*DIRECTIONS*
Your result should be every line of the records below that contains the word "pink".

*EXERCISE DATA*
┄┄┄┄┄┄┄┄┄┄
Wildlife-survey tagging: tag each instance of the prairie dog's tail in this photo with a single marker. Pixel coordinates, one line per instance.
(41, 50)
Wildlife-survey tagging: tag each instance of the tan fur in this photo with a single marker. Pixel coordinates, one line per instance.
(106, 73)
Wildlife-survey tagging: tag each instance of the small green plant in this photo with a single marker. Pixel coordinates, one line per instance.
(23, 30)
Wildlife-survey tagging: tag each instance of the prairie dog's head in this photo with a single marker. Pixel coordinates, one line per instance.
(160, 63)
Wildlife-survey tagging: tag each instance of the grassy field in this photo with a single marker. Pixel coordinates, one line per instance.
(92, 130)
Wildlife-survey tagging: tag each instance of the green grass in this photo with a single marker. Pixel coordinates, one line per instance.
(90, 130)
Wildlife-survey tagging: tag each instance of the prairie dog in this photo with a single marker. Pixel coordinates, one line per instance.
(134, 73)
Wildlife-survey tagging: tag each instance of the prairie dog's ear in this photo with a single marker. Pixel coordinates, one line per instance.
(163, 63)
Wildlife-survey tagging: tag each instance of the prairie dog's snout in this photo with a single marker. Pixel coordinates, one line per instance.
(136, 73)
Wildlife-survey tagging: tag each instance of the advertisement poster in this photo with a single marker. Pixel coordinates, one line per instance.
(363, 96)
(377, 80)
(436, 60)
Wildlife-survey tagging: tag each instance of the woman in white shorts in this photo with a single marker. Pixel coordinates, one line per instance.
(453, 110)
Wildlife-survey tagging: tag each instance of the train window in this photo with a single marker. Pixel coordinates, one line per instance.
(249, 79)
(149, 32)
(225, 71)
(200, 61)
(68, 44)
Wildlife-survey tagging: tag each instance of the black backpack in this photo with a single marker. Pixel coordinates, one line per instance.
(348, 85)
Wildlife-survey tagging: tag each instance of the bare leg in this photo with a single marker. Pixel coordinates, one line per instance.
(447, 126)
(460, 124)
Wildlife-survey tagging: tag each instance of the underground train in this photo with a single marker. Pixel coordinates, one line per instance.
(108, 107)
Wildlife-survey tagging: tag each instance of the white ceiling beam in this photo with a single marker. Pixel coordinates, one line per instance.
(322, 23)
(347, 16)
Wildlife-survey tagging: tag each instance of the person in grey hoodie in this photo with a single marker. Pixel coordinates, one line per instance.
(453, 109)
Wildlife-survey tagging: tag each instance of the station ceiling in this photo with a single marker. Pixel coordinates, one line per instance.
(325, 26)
┄┄┄┄┄┄┄┄┄┄
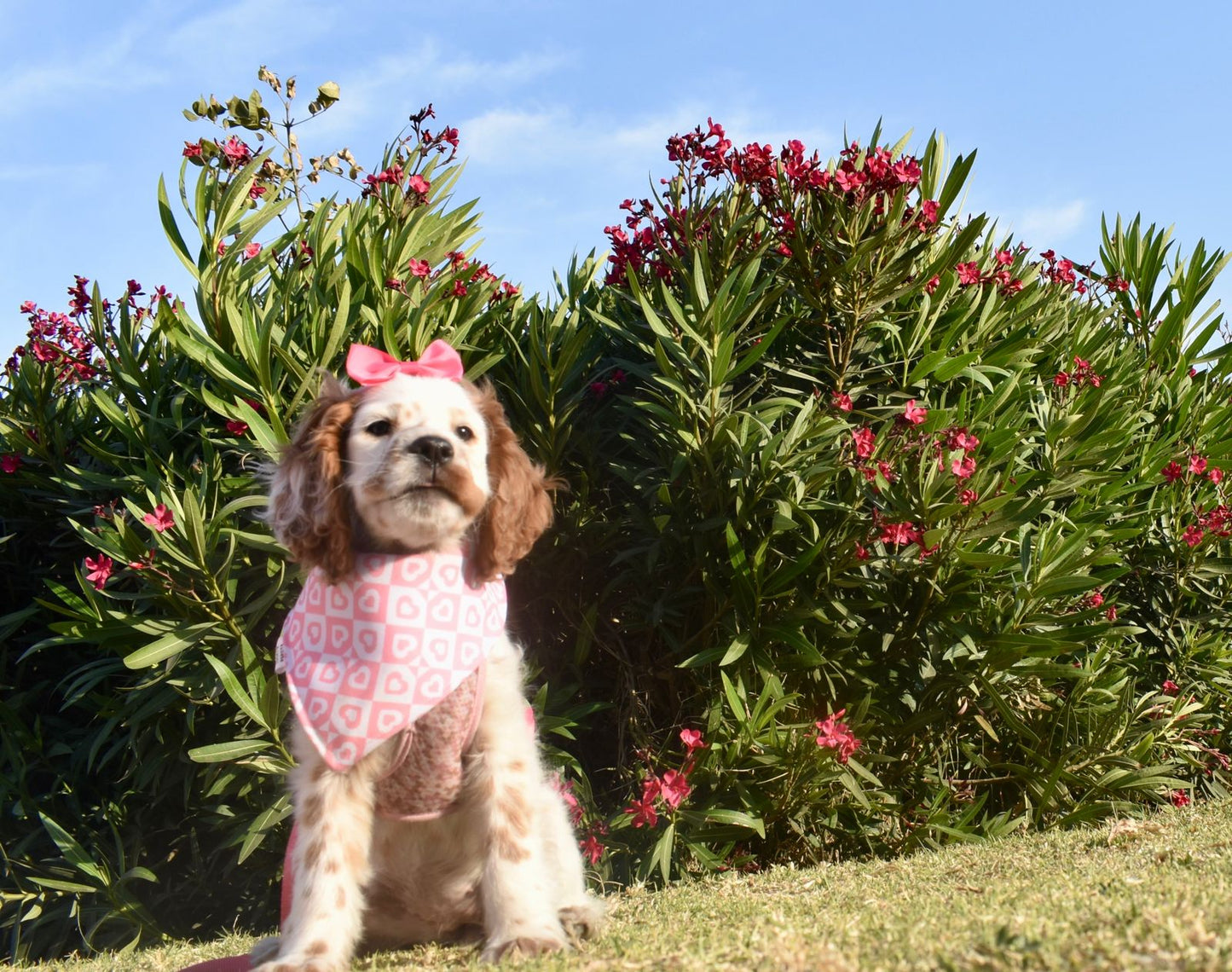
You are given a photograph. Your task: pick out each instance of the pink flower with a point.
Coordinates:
┄┄┄┄┄┄┄┄┄┄
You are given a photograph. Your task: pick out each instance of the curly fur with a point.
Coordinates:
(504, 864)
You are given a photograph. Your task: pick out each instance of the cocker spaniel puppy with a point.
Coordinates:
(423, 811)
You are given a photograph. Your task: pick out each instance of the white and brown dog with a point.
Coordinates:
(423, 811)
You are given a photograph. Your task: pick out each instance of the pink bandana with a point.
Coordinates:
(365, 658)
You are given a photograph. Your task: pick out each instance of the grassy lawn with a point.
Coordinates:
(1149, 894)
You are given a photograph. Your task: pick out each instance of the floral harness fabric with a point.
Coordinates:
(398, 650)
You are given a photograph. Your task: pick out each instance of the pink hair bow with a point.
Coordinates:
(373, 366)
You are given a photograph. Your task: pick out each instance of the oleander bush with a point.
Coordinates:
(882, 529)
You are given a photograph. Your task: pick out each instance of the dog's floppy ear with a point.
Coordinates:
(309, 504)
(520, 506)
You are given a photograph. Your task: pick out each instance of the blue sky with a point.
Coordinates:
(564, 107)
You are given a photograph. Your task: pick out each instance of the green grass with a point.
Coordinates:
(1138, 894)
┄┄┄┄┄┄┄┄┄┄
*RESPONSE TO THIS TASK*
You are given a photograph. Your task: pick out each instance of the pink flower with a point.
You are given a photograph. Your task: pick out each instance of the pink bandana with a point.
You are given a photograph. Your task: pick out each instance of the pink hair bow with a point.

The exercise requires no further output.